Kobe Bryant (Lower Merion) | YouTube
It’s Kobe Week on the Hardwood Paroxysm Network and we’ve decided to put an Upside & Motor spin on it by turning back the clocks and looking at who Kobe Bryant was before he became one of the deadliest scorers to ever step foot on the NBA’s hardwood floors. Below is a scouting report based on one of his high school games played in 1996 against Norristown. We hope you enjoy it.
EAST RUTHERFORD, N.J. — We’re only weeks away from the 1996 NBA Draft and Kobe Bryant’s name is on the tip of everyone’s tongue here in New Jersey.
Bryant is supposedly the real deal. As a senior at Lower Merion High School, he led the team to its first state championship in 53 years. He was also named a McDonald’s All-American, Gatorade’s Player of the Year and Naismith Player of the Year en route to becoming Southeastern Pennsylvania’s all-time leading scorer, besting Wilt Chamberlain by over 500 points.

### DATASET EXCERPT

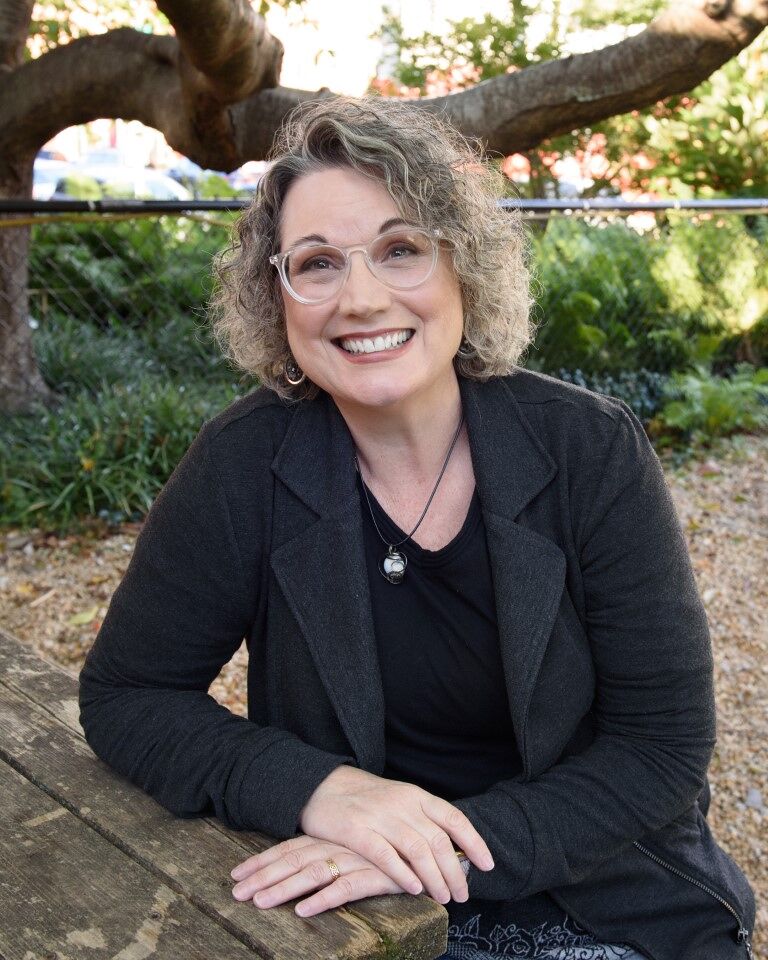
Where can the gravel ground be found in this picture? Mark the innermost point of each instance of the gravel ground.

### DIRECTIVE 1
In the Kobe Bryant scouting report, whose scoring mark did Bryant surpass, and by how much?
### DIRECTIVE 2
Write the next part of the Kobe Bryant scouting report, picking up right after its final sentence.

### WRITTEN ANSWER 1
Wilt Chamberlain's, by over 500 points.

### WRITTEN ANSWER 2
To say he’s a special talent would be an understatement.
Even with all those accolades, however, he’s entering the upcoming NBA Draft as a man of mystery. Playing in crowded gyms that only seat a couple of thousand rowdy fans on a nightly basis has prevented many scouts from being able to draw an accurate profile of someone who many are touting as “the next Michael Jordan.” It wouldn’t be a surprise to see him drop to the mid-to-late first round because of it.
Luckily, we’ve been able to get our hands on some footage of one of the final games he ever played at Lower Merion, a second round matchup in the district playoffs against Norristown, courtesy of BigStar2Raw. To get a better understanding of just how special he could be, we’ve broken down his performance with some film and notes.
On a turnover, Lower Merion pushes the ball in transition to take advantage of a three-on-one opportunity. It doesn’t exactly go to plan, but Bryant flaunts the type of athleticism that has scouts drooling over his potential.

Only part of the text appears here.